● Problem to solve
Work through the listing below, copying each line that carries the word "front".
--- Source records ---
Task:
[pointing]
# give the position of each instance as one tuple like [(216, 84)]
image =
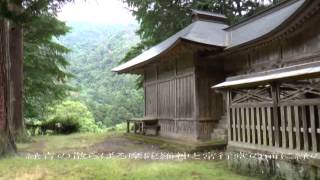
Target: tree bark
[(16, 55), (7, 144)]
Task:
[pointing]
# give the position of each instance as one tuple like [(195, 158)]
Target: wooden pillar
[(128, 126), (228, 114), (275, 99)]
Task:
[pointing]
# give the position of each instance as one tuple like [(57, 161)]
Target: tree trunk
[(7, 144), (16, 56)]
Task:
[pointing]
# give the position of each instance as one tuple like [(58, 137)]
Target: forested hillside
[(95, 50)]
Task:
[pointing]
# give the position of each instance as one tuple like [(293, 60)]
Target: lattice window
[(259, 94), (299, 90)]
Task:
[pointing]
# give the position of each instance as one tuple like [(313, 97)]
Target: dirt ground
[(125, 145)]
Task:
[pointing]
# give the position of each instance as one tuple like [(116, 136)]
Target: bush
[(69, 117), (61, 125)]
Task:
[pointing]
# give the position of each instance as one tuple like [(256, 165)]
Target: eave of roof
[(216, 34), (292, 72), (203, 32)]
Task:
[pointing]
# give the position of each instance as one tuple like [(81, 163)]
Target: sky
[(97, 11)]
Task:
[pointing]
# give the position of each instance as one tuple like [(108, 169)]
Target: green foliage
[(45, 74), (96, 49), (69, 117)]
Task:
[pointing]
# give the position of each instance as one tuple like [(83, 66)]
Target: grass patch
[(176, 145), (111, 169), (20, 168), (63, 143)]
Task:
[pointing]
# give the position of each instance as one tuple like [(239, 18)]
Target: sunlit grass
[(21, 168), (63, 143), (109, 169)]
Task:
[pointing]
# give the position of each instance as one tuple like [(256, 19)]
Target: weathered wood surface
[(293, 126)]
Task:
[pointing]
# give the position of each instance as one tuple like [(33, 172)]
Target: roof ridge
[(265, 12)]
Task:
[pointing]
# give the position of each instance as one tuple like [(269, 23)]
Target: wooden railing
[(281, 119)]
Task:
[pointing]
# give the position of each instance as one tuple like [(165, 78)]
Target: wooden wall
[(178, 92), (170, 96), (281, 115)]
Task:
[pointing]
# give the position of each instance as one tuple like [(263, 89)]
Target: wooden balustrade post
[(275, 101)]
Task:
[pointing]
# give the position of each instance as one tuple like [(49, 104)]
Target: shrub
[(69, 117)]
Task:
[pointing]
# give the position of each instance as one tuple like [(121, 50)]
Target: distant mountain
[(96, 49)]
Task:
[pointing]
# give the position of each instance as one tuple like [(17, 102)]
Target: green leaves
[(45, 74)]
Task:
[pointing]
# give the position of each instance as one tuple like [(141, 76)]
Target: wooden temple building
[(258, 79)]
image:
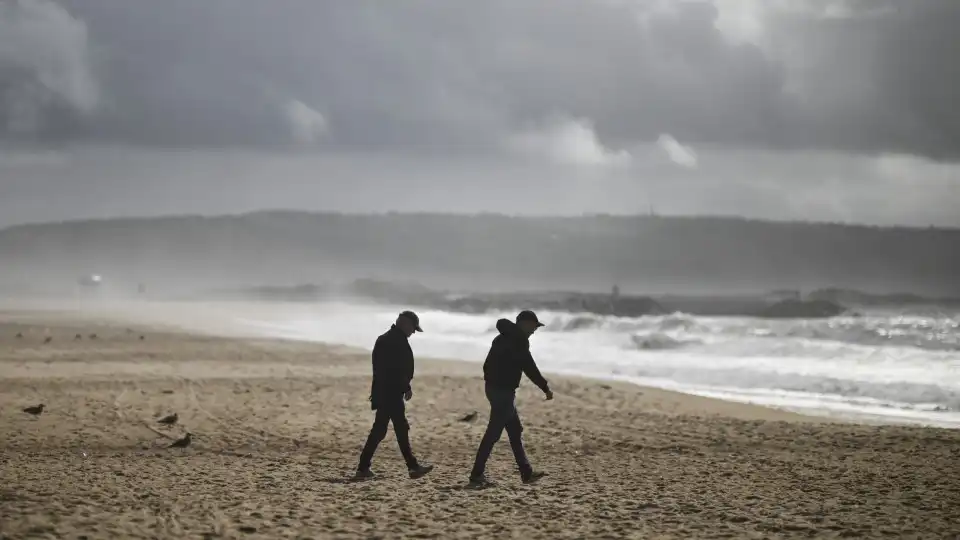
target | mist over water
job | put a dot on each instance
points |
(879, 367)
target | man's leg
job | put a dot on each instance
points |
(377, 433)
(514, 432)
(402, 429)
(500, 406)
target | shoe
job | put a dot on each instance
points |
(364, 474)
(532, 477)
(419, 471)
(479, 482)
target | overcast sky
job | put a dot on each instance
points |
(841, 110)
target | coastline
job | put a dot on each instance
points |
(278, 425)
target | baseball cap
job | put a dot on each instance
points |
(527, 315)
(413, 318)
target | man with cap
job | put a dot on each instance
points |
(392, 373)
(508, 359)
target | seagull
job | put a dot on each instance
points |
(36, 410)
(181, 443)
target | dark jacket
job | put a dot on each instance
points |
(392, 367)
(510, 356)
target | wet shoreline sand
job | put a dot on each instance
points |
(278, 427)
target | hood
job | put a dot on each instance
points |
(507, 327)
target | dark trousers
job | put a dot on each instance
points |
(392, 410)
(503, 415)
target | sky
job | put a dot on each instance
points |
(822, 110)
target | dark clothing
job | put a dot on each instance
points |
---
--- Source records ---
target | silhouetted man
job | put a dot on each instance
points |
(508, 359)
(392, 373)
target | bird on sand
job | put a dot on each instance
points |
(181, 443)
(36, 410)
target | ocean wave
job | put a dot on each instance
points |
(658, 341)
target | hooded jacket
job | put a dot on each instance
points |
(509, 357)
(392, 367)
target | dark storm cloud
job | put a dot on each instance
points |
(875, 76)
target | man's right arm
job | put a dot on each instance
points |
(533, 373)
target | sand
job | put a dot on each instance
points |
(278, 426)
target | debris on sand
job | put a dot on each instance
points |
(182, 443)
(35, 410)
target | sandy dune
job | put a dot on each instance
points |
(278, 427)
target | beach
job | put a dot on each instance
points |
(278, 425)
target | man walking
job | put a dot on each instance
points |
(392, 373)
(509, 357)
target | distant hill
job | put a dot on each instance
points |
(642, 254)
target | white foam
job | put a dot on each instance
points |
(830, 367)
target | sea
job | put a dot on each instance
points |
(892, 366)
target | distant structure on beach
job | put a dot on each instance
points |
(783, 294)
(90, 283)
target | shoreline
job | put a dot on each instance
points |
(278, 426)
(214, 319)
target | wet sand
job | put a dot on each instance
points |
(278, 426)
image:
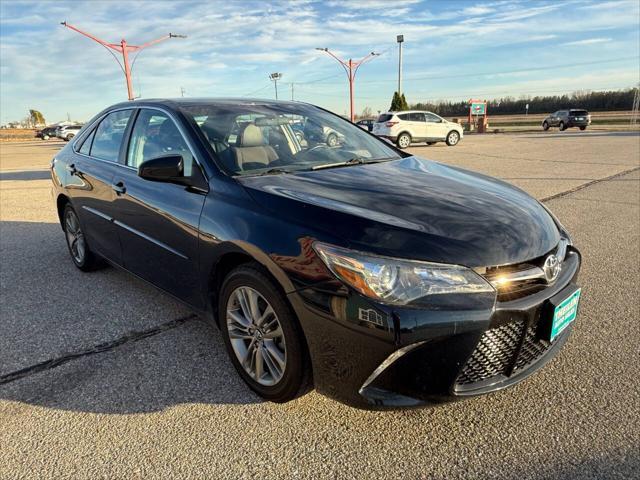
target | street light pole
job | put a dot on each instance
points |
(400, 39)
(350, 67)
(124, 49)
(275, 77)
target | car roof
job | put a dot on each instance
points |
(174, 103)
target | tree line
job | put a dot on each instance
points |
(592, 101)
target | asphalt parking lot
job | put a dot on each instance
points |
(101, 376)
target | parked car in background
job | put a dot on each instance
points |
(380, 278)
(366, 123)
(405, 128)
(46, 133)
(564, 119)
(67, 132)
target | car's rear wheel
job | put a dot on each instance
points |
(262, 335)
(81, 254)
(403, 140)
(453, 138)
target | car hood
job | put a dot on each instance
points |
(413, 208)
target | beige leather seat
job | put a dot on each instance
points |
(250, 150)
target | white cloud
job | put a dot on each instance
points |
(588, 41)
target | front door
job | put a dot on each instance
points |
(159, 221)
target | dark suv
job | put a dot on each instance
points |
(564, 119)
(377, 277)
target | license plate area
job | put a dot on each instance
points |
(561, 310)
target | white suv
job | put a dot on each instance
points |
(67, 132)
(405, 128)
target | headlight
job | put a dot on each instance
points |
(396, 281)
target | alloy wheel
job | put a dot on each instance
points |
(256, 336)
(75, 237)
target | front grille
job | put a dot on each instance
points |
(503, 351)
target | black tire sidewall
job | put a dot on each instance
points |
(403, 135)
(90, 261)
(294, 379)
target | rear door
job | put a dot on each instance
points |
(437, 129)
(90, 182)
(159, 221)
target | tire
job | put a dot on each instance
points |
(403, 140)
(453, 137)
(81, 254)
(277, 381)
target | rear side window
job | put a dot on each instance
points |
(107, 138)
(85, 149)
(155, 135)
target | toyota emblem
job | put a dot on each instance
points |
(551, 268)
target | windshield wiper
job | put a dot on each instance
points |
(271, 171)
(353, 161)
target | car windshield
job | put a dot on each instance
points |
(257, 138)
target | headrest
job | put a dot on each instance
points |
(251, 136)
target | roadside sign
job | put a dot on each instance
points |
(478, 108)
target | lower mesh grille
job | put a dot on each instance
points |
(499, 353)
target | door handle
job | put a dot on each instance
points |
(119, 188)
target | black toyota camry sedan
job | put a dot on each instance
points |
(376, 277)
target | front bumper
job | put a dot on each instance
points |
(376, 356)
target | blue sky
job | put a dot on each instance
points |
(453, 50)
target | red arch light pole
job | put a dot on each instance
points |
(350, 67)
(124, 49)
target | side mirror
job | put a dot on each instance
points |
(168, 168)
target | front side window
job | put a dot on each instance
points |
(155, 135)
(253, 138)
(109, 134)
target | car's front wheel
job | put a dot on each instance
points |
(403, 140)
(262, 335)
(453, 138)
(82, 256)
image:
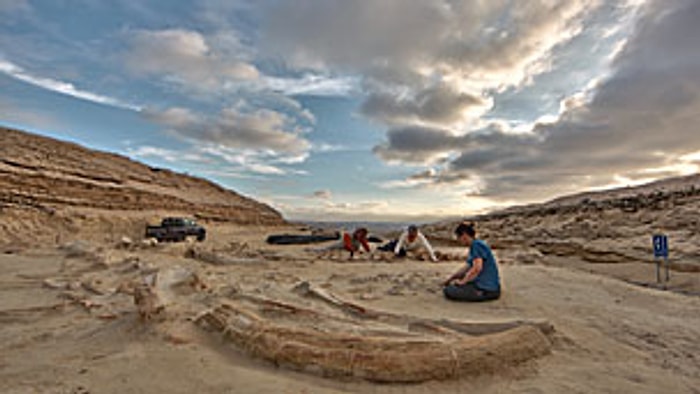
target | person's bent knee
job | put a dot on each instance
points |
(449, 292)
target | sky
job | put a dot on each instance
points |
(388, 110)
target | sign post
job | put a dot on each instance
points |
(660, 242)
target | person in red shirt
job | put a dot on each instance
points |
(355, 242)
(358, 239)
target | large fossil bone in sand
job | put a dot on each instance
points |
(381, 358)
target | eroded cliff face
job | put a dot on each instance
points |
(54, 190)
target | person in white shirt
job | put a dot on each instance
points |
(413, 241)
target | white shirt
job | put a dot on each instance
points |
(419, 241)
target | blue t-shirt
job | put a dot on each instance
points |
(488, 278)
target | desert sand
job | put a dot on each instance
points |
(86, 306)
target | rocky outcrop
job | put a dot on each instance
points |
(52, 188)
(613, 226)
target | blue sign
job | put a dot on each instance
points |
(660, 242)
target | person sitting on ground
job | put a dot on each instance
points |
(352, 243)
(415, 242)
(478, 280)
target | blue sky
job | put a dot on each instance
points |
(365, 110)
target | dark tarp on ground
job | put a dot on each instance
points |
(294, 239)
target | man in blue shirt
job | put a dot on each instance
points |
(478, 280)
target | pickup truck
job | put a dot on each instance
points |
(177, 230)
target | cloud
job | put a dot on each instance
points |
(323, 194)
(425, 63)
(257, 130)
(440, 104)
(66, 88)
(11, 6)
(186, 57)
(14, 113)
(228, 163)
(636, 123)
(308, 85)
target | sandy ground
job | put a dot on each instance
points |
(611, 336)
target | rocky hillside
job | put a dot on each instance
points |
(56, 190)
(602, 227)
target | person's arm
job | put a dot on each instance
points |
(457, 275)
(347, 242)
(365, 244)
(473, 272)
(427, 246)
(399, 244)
---
● Problem solution
target | front door
target | front grille
target | front bumper
target | front side window
target | car's front wheel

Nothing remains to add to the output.